However, there are many trade-offs in configuring an ultrasonic fluid measurement system. Generally, the conduit or vessel wall carries noise and may also constitute a significant short circuit signal path between transducers. Further, when the fluid has very low density, or is a gas, it carries very little signal energy compared to that in the pipe wall, and acoustic impedance mismatch may couple the signal poorly, resulting in passage of an extremely weak signal.
When the fluid to be measured is of low density, such as steam at low pressure, lower molecular weight hydrocarbon liquids, or flare gas at atmospheric pressure, the foregoing factors all apply, and the low acoustic signal across the fluid together with the high level of conduit and short circuit noise have heretofore frustrated the design of an ultrasonic flow measurement system for clamp-on application to steel pipe. While wetted transducers adjacent to the free stream may be implemented with special installation or custom spool pieces, it would appear that substantial improvements in attainable signal quality will be required before an effective external measurement system can be devised for these fluids, for flowing steam at low pressures, or for flare gas at atmospheric pressure.
It would therefore be desirable to develop an external ultrasonic system for measuring the flow of low density liquids and fluids such as steam or gas in a conduit.
It would further be desirable to develop an ultrasonic system which conveniently clamps onto a flow conduit without machining operations or interruption of the flow, and which is capable of launching and receiving signals effective to determine a flow measurement.

**Information provided**:
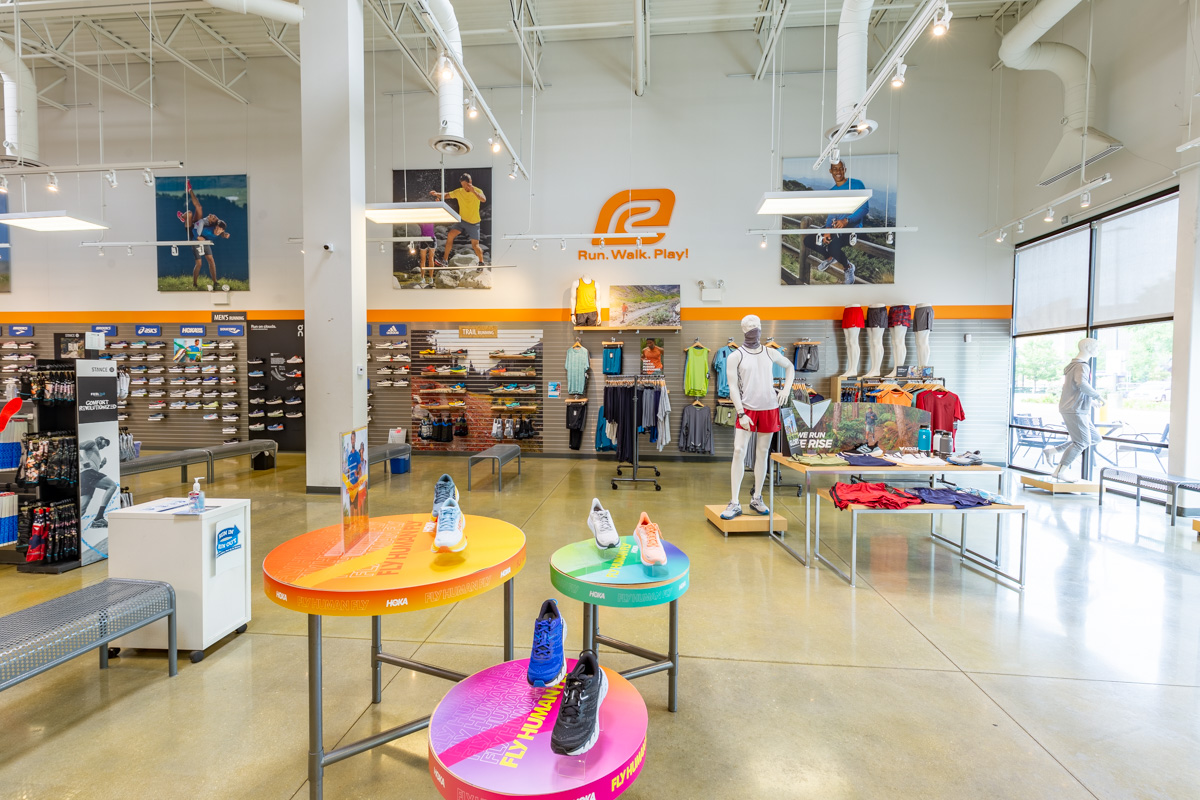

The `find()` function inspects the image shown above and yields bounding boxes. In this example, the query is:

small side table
[550,536,691,714]
[430,658,648,800]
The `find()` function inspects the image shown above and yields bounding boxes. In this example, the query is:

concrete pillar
[1168,167,1200,476]
[300,0,367,492]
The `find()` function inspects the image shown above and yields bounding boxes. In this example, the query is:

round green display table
[550,536,691,711]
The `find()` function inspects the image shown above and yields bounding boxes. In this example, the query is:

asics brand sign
[578,188,688,261]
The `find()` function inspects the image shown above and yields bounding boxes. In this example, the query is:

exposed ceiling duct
[829,0,878,142]
[1000,0,1123,186]
[204,0,302,25]
[425,0,470,156]
[0,40,41,163]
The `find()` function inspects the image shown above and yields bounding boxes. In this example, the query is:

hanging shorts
[888,306,912,327]
[734,408,782,433]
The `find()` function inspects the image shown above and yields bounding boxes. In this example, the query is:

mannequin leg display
[721,428,748,519]
[1054,411,1100,477]
[888,325,908,378]
[863,327,883,378]
[841,327,863,378]
[913,331,929,367]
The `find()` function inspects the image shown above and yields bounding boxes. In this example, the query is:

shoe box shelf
[408,329,542,452]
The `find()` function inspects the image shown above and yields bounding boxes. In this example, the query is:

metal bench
[467,445,521,492]
[0,579,178,691]
[1100,467,1200,525]
[367,444,413,468]
[204,439,280,485]
[121,450,212,483]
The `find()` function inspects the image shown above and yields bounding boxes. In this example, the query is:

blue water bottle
[917,425,934,453]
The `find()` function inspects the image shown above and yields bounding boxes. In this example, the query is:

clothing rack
[605,375,667,492]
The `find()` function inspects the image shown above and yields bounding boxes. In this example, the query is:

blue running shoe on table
[527,600,566,686]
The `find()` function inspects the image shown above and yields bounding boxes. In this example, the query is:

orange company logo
[578,188,688,260]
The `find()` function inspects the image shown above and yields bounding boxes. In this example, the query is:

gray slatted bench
[0,578,178,691]
[204,439,280,485]
[1100,467,1200,525]
[367,444,413,468]
[121,450,212,483]
[467,445,521,492]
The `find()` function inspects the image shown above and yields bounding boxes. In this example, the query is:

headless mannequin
[887,325,902,378]
[916,302,930,369]
[1042,338,1104,479]
[721,314,796,519]
[571,275,600,325]
[840,306,863,378]
[863,303,883,378]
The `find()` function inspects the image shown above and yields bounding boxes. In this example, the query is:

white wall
[0,20,1012,312]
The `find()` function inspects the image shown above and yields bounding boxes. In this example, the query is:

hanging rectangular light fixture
[0,211,108,231]
[758,188,871,216]
[366,201,460,225]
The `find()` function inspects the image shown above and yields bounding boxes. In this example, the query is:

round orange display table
[263,513,526,798]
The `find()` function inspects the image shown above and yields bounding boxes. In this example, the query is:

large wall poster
[0,194,12,293]
[391,167,493,289]
[779,154,899,285]
[155,175,250,291]
[608,283,679,327]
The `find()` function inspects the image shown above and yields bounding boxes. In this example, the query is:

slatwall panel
[4,323,247,450]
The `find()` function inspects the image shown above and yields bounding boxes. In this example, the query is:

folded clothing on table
[829,483,920,510]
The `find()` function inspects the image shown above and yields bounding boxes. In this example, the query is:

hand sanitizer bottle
[187,477,204,513]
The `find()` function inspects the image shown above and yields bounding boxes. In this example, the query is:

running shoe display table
[550,536,691,714]
[767,453,1004,566]
[263,513,526,798]
[430,658,647,800]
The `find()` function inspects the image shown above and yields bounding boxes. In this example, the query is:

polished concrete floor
[0,456,1200,800]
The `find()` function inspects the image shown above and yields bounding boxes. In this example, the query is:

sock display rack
[409,330,542,452]
[367,325,416,445]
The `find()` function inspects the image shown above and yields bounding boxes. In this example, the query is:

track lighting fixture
[934,4,954,36]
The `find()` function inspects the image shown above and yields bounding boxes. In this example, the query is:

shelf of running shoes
[767,453,1004,566]
[428,658,649,800]
[812,489,1028,589]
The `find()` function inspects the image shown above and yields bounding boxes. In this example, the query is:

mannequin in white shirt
[721,314,796,519]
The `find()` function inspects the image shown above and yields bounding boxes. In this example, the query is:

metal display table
[812,489,1028,589]
[263,513,526,798]
[767,453,1004,566]
[550,536,691,714]
[430,658,648,800]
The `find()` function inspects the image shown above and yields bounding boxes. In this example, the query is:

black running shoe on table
[550,650,608,756]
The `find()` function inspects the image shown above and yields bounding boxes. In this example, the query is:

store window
[1009,196,1178,479]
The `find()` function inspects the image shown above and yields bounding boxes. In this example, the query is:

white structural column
[300,0,367,492]
[1168,167,1200,484]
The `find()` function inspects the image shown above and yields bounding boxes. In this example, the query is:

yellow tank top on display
[575,278,596,314]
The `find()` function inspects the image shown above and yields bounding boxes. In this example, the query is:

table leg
[308,614,325,800]
[667,600,679,711]
[371,615,383,703]
[504,578,516,661]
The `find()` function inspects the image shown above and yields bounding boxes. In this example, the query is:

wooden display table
[263,513,526,798]
[430,658,648,800]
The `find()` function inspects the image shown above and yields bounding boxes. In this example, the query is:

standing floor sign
[76,360,121,564]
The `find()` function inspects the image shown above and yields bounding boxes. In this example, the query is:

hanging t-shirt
[917,389,967,431]
[575,278,596,314]
[683,344,708,397]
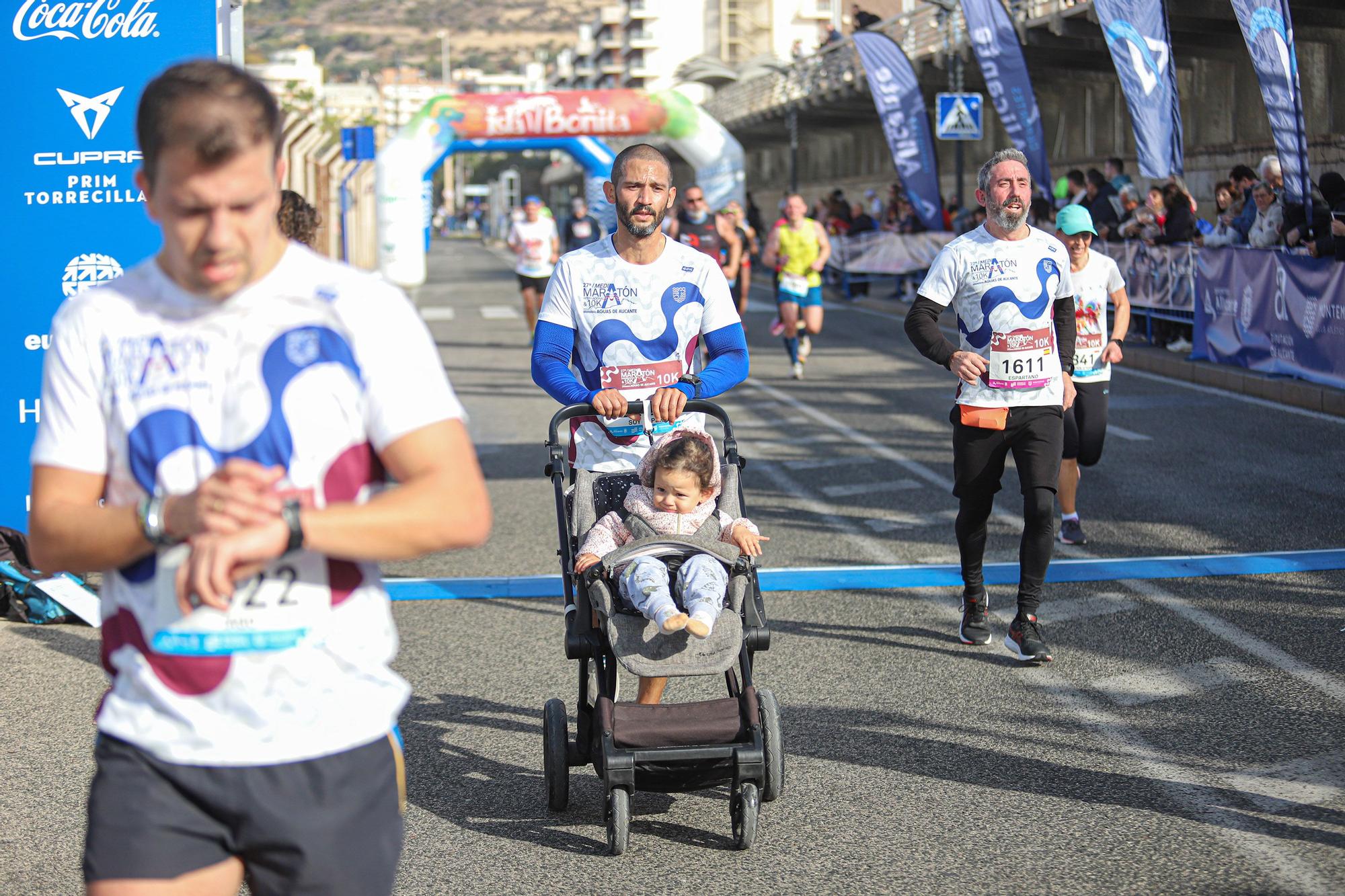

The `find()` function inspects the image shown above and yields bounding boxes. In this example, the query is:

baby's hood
[640,423,722,501]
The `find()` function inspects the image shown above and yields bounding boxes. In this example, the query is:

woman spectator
[1145,183,1196,246]
[1197,180,1243,249]
[1247,180,1284,249]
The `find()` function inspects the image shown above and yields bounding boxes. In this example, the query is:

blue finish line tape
[385,548,1345,600]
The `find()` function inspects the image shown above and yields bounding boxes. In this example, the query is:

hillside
[245,0,603,81]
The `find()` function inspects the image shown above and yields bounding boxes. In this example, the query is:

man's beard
[987,196,1028,233]
[616,203,667,239]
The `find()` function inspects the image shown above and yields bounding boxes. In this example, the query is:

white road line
[1092,657,1262,706]
[822,479,921,498]
[1026,669,1337,893]
[1107,364,1345,429]
[1107,419,1154,441]
[746,376,1345,705]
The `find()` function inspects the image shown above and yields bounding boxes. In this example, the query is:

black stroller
[542,401,784,856]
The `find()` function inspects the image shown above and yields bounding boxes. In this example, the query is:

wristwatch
[280,498,304,555]
[136,493,178,548]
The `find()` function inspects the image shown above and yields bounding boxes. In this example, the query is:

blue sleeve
[674,324,748,398]
[533,320,597,405]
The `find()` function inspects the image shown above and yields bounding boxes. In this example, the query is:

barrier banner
[854,31,943,230]
[1093,0,1182,177]
[0,0,217,529]
[1193,249,1345,389]
[962,0,1052,196]
[827,230,956,274]
[1092,239,1198,313]
[1232,0,1313,207]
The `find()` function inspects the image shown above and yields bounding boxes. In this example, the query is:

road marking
[822,479,921,498]
[387,543,1345,600]
[1026,669,1337,893]
[746,371,1345,704]
[1107,421,1154,441]
[1092,657,1262,706]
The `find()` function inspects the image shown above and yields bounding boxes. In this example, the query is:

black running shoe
[1005,614,1052,663]
[958,592,990,645]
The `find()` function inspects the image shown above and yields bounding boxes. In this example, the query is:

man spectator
[850,3,882,31]
[1083,168,1120,234]
[1065,168,1088,206]
[562,196,605,251]
[1231,155,1284,242]
[1093,156,1130,191]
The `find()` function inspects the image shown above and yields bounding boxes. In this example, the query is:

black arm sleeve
[905,296,958,367]
[1054,296,1077,375]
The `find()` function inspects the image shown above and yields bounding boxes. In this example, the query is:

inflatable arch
[375,90,745,286]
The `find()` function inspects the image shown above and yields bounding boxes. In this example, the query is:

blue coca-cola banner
[1193,249,1345,389]
[1093,0,1182,177]
[962,0,1052,196]
[1232,0,1311,202]
[0,0,217,529]
[854,31,944,230]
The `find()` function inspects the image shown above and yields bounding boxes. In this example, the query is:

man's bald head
[612,142,672,187]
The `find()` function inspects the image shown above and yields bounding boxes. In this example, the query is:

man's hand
[589,389,627,417]
[948,351,990,386]
[164,458,285,540]
[730,525,771,557]
[650,389,686,422]
[178,517,289,615]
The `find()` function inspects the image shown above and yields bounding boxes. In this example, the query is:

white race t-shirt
[1071,249,1126,382]
[32,243,463,766]
[920,225,1073,407]
[538,235,741,473]
[508,216,557,277]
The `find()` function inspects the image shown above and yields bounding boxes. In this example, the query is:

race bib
[986,327,1056,389]
[780,270,808,297]
[599,360,682,398]
[149,545,332,657]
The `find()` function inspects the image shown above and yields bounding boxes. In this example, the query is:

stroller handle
[546,398,733,446]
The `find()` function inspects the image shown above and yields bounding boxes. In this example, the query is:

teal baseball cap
[1056,206,1098,237]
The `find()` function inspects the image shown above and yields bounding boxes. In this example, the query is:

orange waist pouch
[958,405,1009,429]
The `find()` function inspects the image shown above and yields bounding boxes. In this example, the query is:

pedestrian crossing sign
[935,93,983,140]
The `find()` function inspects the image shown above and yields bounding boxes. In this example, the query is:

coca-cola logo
[13,0,159,40]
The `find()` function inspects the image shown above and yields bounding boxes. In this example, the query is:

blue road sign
[935,93,985,140]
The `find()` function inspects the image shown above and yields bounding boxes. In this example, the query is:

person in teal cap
[1056,206,1130,545]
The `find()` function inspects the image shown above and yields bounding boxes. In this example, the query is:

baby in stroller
[574,426,771,638]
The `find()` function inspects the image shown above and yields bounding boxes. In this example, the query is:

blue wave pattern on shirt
[121,327,362,583]
[589,281,705,367]
[958,258,1060,348]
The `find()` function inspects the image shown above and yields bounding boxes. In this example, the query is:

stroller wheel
[542,698,570,813]
[607,787,631,856]
[729,782,761,849]
[757,688,784,803]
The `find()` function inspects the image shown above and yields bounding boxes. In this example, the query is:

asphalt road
[0,242,1345,895]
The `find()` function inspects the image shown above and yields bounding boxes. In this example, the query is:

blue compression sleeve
[533,320,597,405]
[674,324,748,398]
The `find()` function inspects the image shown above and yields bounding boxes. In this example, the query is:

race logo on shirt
[967,258,1018,285]
[581,282,640,315]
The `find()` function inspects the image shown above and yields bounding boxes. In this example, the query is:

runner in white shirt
[905,149,1075,661]
[533,144,748,704]
[30,62,490,896]
[1056,206,1130,545]
[508,196,561,332]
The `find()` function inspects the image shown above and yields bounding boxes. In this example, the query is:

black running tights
[955,487,1056,614]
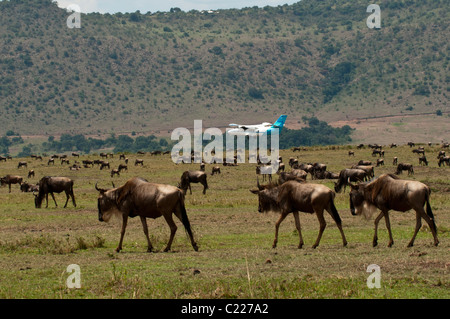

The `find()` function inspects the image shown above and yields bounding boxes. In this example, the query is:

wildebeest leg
[116,215,128,252]
[140,216,153,253]
[163,212,177,252]
[312,209,327,248]
[372,212,384,247]
[384,212,394,247]
[408,211,422,247]
[272,212,287,248]
[293,212,303,249]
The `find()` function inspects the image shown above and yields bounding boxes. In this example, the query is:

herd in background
[0,142,450,251]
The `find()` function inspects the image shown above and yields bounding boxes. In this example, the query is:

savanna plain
[0,145,450,299]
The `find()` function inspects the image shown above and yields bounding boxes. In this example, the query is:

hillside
[0,0,450,141]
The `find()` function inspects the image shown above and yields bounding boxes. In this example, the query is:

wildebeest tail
[178,192,192,236]
[330,194,342,224]
[425,189,437,229]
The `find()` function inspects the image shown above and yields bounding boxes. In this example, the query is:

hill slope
[0,0,450,140]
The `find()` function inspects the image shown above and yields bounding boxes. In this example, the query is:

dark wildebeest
[395,163,414,175]
[419,155,428,166]
[211,166,220,175]
[111,168,120,177]
[34,176,77,208]
[350,174,439,247]
[0,175,23,193]
[100,161,111,170]
[95,177,198,252]
[392,156,398,165]
[250,181,347,248]
[178,171,208,195]
[20,182,39,193]
[17,162,28,168]
[438,156,450,167]
[334,168,368,193]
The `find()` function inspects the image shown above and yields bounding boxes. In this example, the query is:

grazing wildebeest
[419,155,428,166]
[111,168,120,177]
[100,161,111,170]
[334,168,368,193]
[178,171,208,195]
[395,163,414,175]
[377,158,384,167]
[350,174,439,247]
[95,177,198,252]
[392,156,398,165]
[438,156,450,167]
[250,181,347,248]
[412,149,425,155]
[0,175,23,193]
[17,162,28,168]
[20,182,39,193]
[34,176,77,208]
[211,166,220,175]
[351,165,375,181]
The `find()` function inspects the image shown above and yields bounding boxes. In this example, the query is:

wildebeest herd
[0,144,450,252]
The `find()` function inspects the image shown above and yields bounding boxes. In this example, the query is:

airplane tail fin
[272,115,287,132]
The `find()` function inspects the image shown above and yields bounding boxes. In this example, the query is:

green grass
[0,146,450,299]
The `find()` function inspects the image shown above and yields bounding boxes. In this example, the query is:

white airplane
[227,115,287,136]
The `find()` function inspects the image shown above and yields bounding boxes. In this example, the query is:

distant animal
[250,181,347,248]
[419,155,428,166]
[211,166,220,175]
[34,176,77,208]
[334,168,368,193]
[178,171,208,195]
[350,174,439,247]
[0,174,23,193]
[392,156,398,165]
[395,163,414,175]
[95,177,198,252]
[17,162,28,168]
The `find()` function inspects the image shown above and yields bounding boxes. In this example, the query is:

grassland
[0,146,450,299]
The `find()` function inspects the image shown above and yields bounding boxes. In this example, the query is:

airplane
[227,115,287,136]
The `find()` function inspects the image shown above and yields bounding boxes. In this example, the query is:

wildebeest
[34,176,77,208]
[250,181,347,248]
[350,174,439,247]
[419,155,428,166]
[95,177,198,252]
[395,163,414,175]
[179,171,208,195]
[438,156,450,167]
[0,174,23,193]
[392,156,398,165]
[20,182,39,193]
[17,161,28,168]
[111,168,120,177]
[334,168,367,193]
[211,166,220,175]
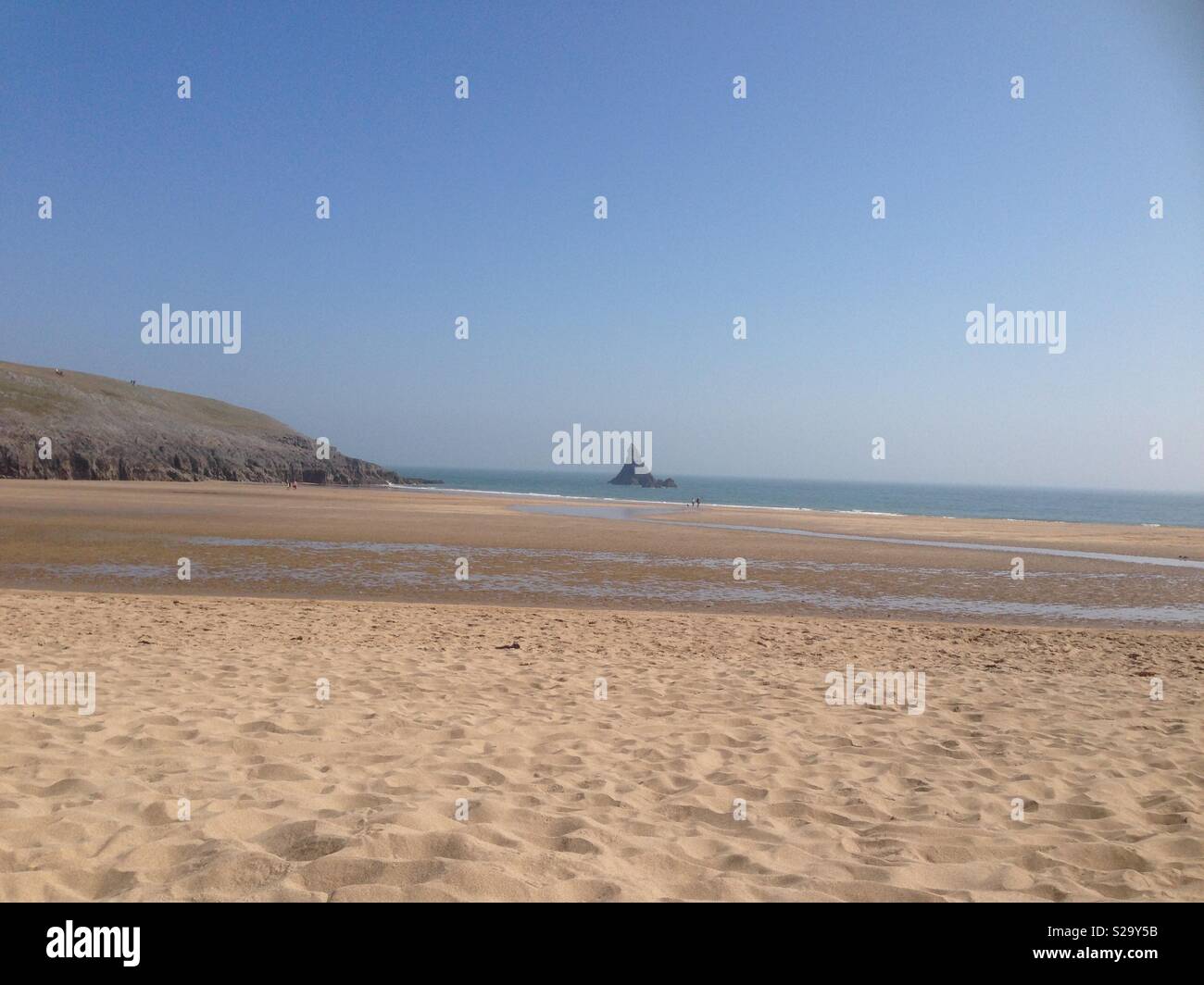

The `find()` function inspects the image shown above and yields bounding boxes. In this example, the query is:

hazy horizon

**Written problem A**: Which low-density fluids does the text on ultrasonic flow measurement give as examples?
**Written problem B**: Pick up the text on ultrasonic flow measurement after its final sentence and write the next part.
The lines come from a different source than the text on ultrasonic flow measurement.

**Exercise result A**: Steam at low pressure, lower molecular weight hydrocarbon liquids, and flare gas at atmospheric pressure.

**Exercise result B**:
SUMMARY OF THE INVENTION
The present invention achieves one or more of the foregoing objects by providing first and second clamp-on ultrasonic signal transducers externally coupled or attached to a steam or gas conduit, and positioned to launch and receive contrapropagation signals along a path across the flowing fluid. The transducers apply a polarized shear wave to the conduit wall to couple energy to or from a region of the wall transmitting a strong signal into the fluid. Further, the transducers are precisely aligned with the axis along the mid plane of the conduit and when acting as a receiver each transducer has an enhanced sensitivity to coherent energy transmitted through the fluid, effectively re-polarizing energy received along the transit path. The transducers are selected to produce a well defined signal of relatively high power, and preferably in a single mode with a short pulse. The transmitted signal travels along a coupling wedge to provide a polarized shear wave that refracts into the conduit wall. The wedge is preferably a low sound speed (e.g., a polymer) wedge that couples a shear wave beam into the pipe wall at a high angle of incidence so that the vertically polarized beam produces multiple internal reflections within the wall, coherently energizing a region of the wall and radiating the transmitted signal into the fluid as a beam directed across the flow. The vertical shear (SV) configuration of the transmitter and receiver effectively discriminates to receive acoustic energy with polarization on the mid plane of the conduit. Thus, the signal crossing through the fluid maintains its polarization plane, i.e. is repolarized to the same waveform, after two mode conversions through shear-longitudinal-shear along its path from pipe to fluid to pipe. The polarization plane of a transverse wave traveling laterally around the pipe wall rotates after zigzagging inside of the curving pipe wall, and is subject to other interfering or canceling effects, so the SV assembly effectively filters out a substantial amount of the crosswalk present as horizontally polarized shear wave energy propagating along the pipe wall from the opposite transducer. This results in a substantially higher signal to noise ratio than expected, even prior to further (electrical) signal processing.
The transducer assembly may employ a dammed crystal of dimensions effective to provide an output that converts to the desired waves in the pipe wall, i.e., to a vertically polarized shear wave signal, typically at a frequency between about 50 kHz and 1 MHz, depending on the acoustic properties of the fluid and the thickness of the pipe wall. To further reduce short circuit energy inside the pipe wall, including types of plate wave and Rayleigh wave, particularly Rayleigh wave that travels effectively along the curving surface, a couplant such as a gel or gel type of high temperature damping material (polymer) is applied between the conduit and a damper (or just the couplant alone may be applied to the conduit) to couple this part of the energy from the pipe and further minimize the noise effectively. The shear wavelength in the pipe wall is advantageously less than the skip distance in the wall when the system relies on coherent reinforcement to energize a region of the wall, as described further below, to launch a strengthened signal in the fluid.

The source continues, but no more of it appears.